Problema breve a — Recopila todas las líneas de los registros que contengan la palabra "building", distinguiendo entre mayúsculas y minúsculas.

Extracto proporcionado —
──────

El cerrojazo antidemocrático

Jorge Javier Romero Vadillo

Aún no sabemos exactamente en qué va a parar la reforma electoral que se ha propuesto emprender la Presidenta, pero ya tenemos suficientes señales para atisbar lo que pretende: acabar con la pluralidad en la representación legislativa o, lo que es lo mismo, reducir la presencia opositora hasta convertirla en mera simulación, como ocurría en los añorados años dorados de la época clásica del PRI.

Además de las andanadas presidenciales contra la representación proporcional —como cuando descalificó el documento del IETD con un “imagínense, quieren que haya el doble de plurinominales”— y su insistencia en reducir el número de escaños tanto en la Cámara de diputados como en la de senadores, el recorte drástico al financiamiento público de los partidos y otras lindezas expresadas en sus sermones matinales, el nombramiento de la comisión encargada de presentar el proyecto de reforma, integrada exclusivamente por sus empleados, leales y disciplinados, sólo augura una regresión de más de seis décadas en el acceso a la representación política en México.

──────

Registros de origen —
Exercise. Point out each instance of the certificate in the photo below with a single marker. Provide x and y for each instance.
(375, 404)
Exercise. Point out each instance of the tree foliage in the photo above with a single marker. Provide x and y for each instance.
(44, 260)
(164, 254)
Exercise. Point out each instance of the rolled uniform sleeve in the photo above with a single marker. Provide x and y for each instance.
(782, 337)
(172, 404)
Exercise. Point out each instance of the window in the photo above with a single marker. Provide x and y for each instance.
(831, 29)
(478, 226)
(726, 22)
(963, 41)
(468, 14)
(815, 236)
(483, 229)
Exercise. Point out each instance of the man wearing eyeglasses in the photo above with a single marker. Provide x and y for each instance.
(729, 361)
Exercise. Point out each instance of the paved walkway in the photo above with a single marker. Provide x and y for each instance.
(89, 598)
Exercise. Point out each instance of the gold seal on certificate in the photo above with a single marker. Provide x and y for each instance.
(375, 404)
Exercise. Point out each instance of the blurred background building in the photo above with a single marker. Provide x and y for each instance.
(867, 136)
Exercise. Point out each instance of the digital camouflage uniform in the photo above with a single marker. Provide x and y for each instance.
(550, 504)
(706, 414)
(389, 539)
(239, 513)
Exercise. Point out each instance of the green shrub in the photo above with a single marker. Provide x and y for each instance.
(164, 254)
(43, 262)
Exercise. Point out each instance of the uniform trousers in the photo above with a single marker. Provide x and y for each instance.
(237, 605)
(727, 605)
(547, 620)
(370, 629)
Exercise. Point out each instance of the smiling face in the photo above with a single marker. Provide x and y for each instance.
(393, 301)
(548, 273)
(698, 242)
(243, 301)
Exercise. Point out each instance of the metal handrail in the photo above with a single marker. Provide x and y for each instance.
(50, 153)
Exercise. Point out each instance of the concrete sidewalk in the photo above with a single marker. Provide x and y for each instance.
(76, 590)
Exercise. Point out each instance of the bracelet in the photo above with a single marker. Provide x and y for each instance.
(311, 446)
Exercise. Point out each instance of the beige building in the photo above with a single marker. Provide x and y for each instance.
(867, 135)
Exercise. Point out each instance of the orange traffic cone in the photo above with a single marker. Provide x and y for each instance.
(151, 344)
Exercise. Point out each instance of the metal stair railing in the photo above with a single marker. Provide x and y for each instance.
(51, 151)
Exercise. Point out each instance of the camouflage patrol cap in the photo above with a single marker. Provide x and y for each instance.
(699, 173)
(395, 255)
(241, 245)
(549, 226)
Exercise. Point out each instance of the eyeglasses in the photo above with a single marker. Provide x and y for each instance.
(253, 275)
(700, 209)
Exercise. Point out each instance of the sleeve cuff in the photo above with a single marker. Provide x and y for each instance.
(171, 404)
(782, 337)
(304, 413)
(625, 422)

──────

Problema breve b — Transcribe sin cambios el pasaje del texto sobre la reforma electoral que va de "Además de las" a "política en México.".

Solución desarrollada a —
Exercise. Point out each instance of the blurred background building in the photo above with a single marker. Provide x and y for each instance.
Exercise. Point out each instance of the beige building in the photo above with a single marker. Provide x and y for each instance.

Solución desarrollada b —
Además de las andanadas presidenciales contra la representación proporcional —como cuando descalificó el documento del IETD con un “imagínense, quieren que haya el doble de plurinominales”— y su insistencia en reducir el número de escaños tanto en la Cámara de diputados como en la de senadores, el recorte drástico al financiamiento público de los partidos y otras lindezas expresadas en sus sermones matinales, el nombramiento de la comisión encargada de presentar el proyecto de reforma, integrada exclusivamente por sus empleados, leales y disciplinados, sólo augura una regresión de más de seis décadas en el acceso a la representación política en México.